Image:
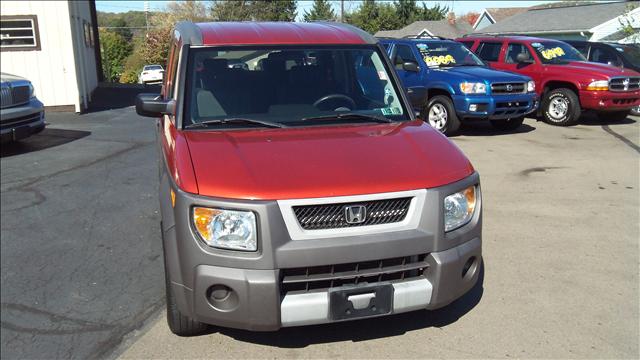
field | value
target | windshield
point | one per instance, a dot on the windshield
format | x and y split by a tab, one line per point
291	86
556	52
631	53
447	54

-- -- --

Task instructions
Rewrite the listing above, replacing every occurrence of "windshield" with "windscreen" and leaving everything else unchanged. Omit the pictures from your output.

Right answer
Image:
field | value
target | windscreen
point | one per instance, a dot on the windscreen
format | x and y split by a tab, one line per point
291	86
556	52
631	53
447	54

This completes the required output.